Required task: Count the lines in the entries below that contain the string "toilet", and give only that number.

Detection entries:
--- start ---

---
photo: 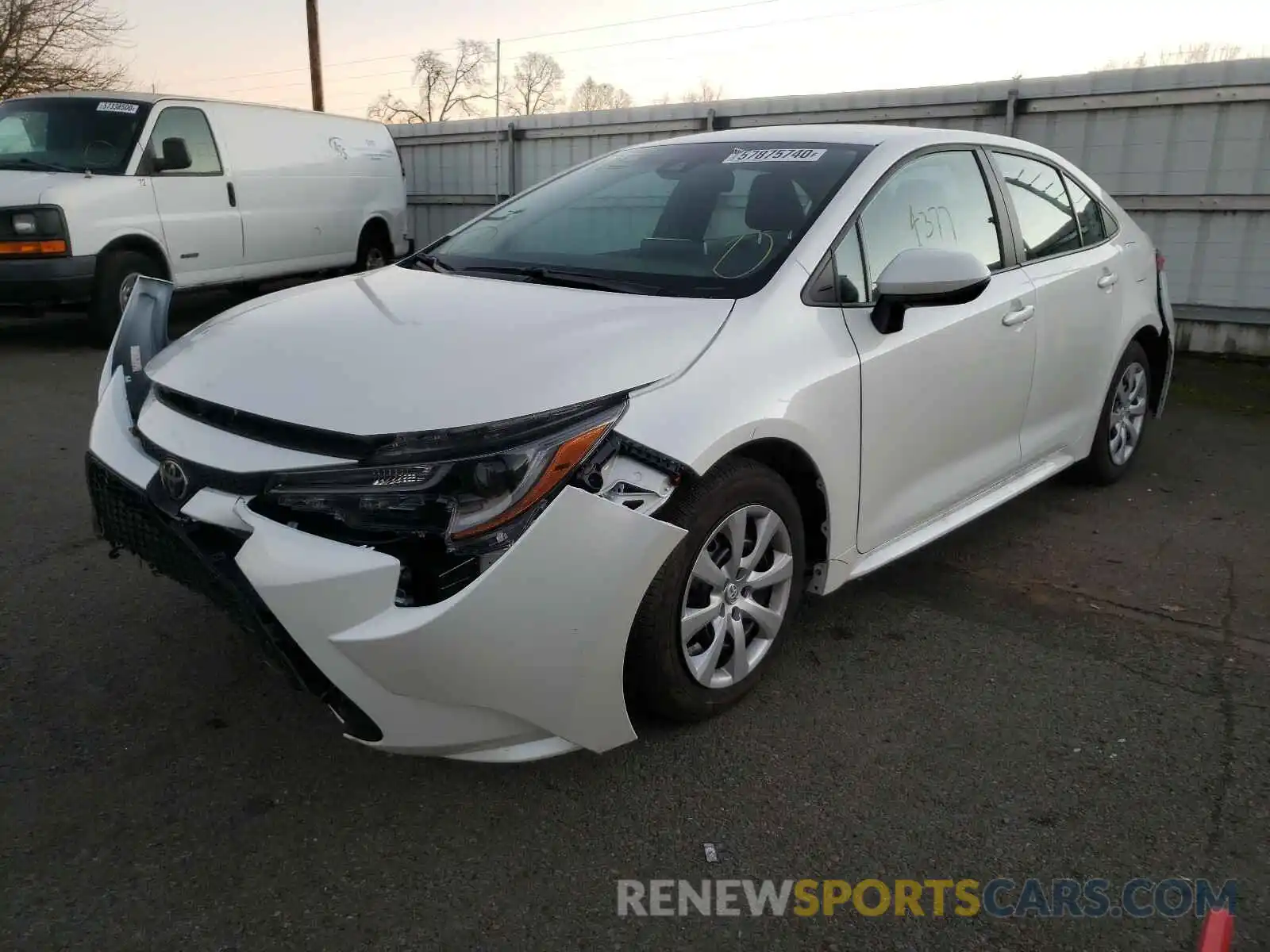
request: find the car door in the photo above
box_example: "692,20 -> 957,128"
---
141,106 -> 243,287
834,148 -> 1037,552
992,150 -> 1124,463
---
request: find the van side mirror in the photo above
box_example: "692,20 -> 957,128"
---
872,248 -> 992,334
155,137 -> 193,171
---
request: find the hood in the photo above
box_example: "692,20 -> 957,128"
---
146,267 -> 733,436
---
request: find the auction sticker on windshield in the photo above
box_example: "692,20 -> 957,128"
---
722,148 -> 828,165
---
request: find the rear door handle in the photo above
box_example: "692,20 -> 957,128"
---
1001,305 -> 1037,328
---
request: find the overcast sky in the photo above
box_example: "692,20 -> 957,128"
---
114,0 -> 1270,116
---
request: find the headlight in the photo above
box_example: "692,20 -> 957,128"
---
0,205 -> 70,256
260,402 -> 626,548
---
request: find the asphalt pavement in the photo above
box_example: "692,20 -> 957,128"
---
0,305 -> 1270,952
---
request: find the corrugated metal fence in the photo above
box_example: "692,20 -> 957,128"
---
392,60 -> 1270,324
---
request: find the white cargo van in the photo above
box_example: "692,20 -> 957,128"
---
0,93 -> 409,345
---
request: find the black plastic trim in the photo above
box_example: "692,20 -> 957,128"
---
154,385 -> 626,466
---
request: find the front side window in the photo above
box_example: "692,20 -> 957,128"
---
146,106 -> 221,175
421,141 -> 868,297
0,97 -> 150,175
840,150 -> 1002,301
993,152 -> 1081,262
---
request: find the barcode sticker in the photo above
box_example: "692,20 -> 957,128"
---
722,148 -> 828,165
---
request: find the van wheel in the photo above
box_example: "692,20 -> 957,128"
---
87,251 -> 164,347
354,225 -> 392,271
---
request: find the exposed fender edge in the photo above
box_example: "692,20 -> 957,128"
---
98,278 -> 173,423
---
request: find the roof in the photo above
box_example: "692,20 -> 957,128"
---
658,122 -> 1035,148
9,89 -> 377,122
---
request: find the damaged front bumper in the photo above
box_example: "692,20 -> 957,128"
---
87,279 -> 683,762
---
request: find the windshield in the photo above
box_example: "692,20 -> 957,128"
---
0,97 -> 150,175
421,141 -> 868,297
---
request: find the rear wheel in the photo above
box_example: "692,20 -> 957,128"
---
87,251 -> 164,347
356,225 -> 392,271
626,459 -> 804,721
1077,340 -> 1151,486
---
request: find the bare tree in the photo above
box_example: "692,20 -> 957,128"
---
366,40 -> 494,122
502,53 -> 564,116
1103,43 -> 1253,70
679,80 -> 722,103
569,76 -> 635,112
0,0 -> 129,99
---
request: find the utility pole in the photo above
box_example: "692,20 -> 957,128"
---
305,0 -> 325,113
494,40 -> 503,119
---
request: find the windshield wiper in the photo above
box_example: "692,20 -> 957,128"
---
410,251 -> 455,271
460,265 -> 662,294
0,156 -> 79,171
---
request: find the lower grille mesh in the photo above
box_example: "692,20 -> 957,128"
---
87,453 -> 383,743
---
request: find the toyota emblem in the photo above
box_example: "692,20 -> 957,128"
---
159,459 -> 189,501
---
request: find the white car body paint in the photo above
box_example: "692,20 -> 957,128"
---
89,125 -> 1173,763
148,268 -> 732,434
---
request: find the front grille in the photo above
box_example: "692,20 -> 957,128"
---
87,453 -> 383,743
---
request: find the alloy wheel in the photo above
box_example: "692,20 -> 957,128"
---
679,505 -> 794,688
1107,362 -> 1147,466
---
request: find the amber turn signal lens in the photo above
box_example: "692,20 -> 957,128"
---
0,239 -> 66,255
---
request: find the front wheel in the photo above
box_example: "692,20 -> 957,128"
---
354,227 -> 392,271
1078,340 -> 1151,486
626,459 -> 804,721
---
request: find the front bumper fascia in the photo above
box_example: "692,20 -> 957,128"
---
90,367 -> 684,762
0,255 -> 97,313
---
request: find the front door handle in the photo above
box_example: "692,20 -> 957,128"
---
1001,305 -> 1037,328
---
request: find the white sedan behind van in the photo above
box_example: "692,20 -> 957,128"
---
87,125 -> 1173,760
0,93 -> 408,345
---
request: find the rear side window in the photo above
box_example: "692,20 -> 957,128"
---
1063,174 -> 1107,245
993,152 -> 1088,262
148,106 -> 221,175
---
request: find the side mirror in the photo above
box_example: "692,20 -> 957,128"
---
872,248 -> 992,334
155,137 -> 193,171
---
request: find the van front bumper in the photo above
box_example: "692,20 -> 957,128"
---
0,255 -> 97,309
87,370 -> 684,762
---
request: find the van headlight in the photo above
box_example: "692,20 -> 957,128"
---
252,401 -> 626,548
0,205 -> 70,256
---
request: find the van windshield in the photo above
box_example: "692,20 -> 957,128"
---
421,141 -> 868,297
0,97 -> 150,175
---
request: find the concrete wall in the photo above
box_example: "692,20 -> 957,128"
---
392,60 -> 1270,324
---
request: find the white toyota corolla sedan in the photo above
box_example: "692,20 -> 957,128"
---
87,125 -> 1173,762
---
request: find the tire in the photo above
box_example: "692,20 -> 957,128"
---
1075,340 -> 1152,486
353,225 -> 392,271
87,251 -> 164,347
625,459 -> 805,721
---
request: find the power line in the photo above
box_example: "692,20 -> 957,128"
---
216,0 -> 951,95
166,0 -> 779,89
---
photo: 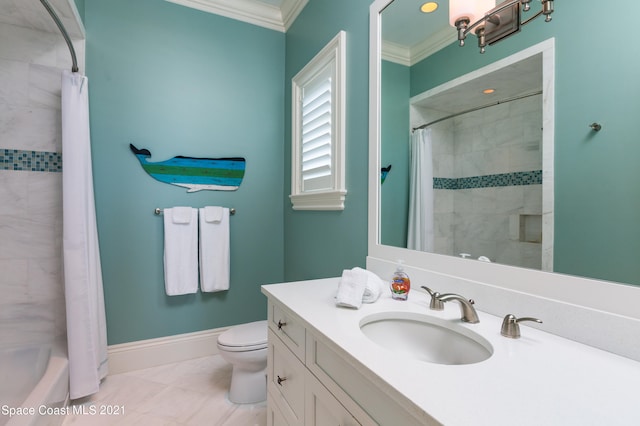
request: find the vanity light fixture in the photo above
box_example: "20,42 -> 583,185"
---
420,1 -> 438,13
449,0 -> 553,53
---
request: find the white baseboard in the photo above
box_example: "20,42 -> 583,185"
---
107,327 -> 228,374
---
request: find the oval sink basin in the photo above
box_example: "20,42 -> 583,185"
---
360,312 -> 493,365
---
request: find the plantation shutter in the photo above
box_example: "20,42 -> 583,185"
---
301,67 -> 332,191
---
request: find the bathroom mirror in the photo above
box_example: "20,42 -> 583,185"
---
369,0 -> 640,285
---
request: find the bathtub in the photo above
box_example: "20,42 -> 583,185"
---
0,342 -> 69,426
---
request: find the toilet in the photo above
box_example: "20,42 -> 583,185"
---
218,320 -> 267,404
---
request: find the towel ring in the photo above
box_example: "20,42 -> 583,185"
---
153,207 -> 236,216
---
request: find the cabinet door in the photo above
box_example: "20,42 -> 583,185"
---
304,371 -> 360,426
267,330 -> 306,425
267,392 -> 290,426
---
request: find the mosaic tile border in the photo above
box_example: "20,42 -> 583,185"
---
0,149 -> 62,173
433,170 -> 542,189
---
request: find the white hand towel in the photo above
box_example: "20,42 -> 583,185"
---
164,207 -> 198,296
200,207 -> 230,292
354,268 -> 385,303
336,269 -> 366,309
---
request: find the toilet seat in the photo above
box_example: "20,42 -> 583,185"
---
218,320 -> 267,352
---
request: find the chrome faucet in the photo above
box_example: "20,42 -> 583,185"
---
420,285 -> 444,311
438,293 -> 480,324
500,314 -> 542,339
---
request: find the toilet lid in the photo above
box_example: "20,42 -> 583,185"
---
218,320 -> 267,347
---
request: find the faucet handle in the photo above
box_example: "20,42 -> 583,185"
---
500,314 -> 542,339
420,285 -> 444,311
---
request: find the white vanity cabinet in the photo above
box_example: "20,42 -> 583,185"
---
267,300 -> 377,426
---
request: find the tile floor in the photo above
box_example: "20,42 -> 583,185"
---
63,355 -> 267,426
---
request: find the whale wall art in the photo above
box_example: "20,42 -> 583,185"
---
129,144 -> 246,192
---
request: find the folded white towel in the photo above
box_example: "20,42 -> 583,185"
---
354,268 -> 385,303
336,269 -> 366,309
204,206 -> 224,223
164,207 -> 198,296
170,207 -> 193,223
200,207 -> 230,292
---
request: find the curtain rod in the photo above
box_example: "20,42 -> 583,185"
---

--- end ---
--- start ---

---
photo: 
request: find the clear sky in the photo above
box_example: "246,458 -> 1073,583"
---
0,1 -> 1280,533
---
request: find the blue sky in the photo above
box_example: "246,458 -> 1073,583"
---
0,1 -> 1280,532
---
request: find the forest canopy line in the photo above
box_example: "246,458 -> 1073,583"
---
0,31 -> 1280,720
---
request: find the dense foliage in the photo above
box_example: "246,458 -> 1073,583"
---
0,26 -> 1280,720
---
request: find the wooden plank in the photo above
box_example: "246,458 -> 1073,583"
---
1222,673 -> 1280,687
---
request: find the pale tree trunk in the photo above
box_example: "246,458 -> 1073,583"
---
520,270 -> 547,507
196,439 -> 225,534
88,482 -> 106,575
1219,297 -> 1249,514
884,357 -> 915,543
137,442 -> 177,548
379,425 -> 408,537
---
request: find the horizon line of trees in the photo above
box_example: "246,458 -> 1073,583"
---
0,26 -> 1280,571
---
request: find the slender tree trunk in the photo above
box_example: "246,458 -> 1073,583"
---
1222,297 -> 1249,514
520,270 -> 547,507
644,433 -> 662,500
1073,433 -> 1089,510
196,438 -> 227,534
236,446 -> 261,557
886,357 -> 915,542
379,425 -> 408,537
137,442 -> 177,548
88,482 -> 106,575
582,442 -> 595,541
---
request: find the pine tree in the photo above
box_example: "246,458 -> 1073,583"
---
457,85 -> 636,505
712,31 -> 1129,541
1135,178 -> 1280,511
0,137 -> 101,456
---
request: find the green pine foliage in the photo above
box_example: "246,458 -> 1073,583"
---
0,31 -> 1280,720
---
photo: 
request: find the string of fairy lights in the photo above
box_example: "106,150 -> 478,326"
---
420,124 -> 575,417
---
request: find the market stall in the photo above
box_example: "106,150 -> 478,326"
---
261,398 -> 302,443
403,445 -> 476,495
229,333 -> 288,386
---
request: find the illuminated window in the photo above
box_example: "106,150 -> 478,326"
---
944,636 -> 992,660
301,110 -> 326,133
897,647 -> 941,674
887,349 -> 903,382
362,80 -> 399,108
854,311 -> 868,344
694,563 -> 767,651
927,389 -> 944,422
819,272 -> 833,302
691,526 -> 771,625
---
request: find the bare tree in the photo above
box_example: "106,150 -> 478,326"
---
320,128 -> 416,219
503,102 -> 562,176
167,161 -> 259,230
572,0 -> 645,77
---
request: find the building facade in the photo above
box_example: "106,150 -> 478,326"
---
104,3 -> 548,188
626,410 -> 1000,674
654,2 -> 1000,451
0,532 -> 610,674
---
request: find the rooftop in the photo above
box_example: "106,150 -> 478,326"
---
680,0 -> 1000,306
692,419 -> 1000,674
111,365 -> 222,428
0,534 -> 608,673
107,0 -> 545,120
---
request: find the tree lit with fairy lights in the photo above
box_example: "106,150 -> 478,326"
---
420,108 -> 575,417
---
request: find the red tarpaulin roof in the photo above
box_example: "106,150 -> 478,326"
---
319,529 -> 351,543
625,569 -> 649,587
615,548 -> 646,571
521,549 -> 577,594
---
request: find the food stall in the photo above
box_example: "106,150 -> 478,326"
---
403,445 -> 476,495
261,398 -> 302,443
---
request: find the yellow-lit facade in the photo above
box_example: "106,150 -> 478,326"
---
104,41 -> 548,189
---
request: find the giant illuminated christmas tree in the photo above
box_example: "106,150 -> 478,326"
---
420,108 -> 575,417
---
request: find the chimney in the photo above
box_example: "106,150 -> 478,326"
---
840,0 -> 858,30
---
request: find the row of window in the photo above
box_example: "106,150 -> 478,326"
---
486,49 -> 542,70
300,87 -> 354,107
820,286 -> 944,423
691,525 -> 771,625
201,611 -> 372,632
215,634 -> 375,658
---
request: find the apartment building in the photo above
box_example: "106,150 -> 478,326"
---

--- end ---
--- start ---

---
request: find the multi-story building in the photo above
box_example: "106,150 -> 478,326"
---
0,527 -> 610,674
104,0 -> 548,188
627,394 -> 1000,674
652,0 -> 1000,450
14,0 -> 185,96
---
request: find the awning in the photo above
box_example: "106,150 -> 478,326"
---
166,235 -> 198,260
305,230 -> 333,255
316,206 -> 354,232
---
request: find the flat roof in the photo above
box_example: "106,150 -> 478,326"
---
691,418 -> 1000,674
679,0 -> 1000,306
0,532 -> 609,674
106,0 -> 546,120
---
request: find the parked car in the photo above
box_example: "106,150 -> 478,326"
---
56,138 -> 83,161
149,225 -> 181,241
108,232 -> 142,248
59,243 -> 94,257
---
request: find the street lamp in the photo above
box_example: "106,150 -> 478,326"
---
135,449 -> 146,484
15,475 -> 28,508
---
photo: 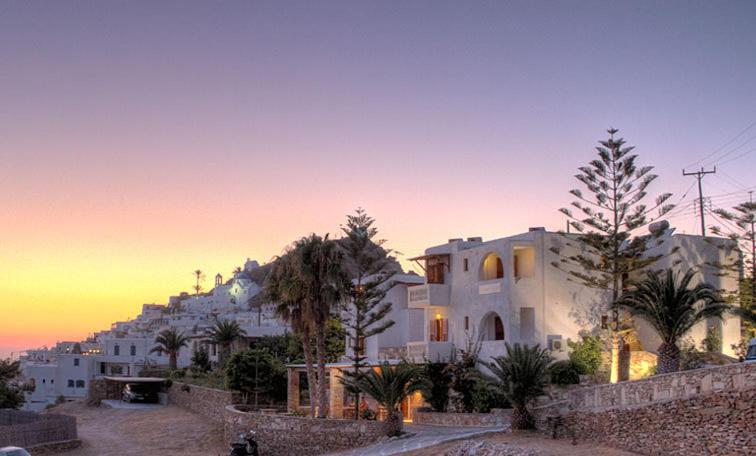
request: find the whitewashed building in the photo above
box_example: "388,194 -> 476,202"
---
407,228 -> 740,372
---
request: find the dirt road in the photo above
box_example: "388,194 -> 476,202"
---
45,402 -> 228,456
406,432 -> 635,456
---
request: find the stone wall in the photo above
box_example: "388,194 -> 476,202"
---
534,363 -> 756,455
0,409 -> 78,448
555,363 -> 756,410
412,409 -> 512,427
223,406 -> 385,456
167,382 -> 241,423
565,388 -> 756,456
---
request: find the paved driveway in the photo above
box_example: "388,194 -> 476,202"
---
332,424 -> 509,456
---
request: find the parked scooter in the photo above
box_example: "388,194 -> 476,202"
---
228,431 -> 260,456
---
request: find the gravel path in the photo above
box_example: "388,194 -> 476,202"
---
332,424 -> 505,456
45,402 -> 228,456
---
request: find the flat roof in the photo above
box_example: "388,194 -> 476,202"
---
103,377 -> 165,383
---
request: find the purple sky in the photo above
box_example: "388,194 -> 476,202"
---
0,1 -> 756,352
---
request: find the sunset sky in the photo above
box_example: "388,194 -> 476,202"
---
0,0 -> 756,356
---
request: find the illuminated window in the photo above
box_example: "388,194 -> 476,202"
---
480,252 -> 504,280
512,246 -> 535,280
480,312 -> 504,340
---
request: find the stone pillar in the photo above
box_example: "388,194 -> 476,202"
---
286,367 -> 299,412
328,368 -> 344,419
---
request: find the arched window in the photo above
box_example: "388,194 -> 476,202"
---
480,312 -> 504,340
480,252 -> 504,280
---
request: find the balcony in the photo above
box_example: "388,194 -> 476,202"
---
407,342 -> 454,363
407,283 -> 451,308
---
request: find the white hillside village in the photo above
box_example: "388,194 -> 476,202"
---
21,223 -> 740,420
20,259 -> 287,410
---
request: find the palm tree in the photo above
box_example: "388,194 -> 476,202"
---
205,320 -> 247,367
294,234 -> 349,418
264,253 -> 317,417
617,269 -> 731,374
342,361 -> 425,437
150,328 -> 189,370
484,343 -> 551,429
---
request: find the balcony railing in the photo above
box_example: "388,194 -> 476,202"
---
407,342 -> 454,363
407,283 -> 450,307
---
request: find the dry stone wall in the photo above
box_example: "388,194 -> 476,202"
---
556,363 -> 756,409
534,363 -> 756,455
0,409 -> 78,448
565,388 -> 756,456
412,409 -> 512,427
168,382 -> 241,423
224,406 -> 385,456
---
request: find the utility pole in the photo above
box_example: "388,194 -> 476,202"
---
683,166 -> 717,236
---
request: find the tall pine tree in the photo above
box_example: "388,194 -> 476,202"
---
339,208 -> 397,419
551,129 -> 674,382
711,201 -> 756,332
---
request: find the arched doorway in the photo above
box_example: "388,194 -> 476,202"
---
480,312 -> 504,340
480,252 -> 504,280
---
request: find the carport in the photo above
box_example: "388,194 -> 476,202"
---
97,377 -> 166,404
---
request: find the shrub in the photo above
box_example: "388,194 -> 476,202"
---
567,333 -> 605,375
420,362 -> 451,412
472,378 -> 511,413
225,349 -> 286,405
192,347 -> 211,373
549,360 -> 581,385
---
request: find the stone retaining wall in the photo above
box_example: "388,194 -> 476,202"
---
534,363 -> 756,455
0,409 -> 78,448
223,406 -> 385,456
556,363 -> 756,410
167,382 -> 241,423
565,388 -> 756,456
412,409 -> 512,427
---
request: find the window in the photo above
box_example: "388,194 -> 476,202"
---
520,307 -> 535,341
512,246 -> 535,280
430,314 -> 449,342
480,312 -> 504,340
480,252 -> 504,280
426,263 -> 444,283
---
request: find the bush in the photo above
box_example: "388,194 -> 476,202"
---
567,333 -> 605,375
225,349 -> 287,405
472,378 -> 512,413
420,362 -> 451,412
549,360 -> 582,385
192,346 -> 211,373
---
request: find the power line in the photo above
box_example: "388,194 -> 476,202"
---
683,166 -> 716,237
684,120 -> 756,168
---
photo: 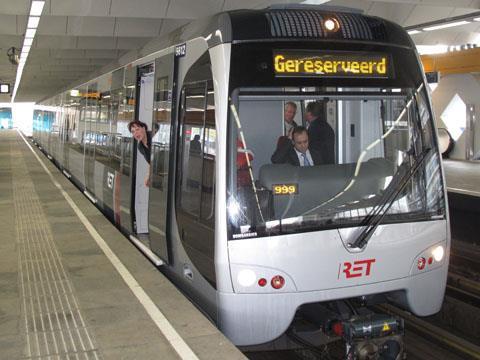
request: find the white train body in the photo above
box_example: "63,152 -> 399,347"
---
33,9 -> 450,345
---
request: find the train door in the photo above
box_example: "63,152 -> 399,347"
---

--- end ---

Solved problem: 3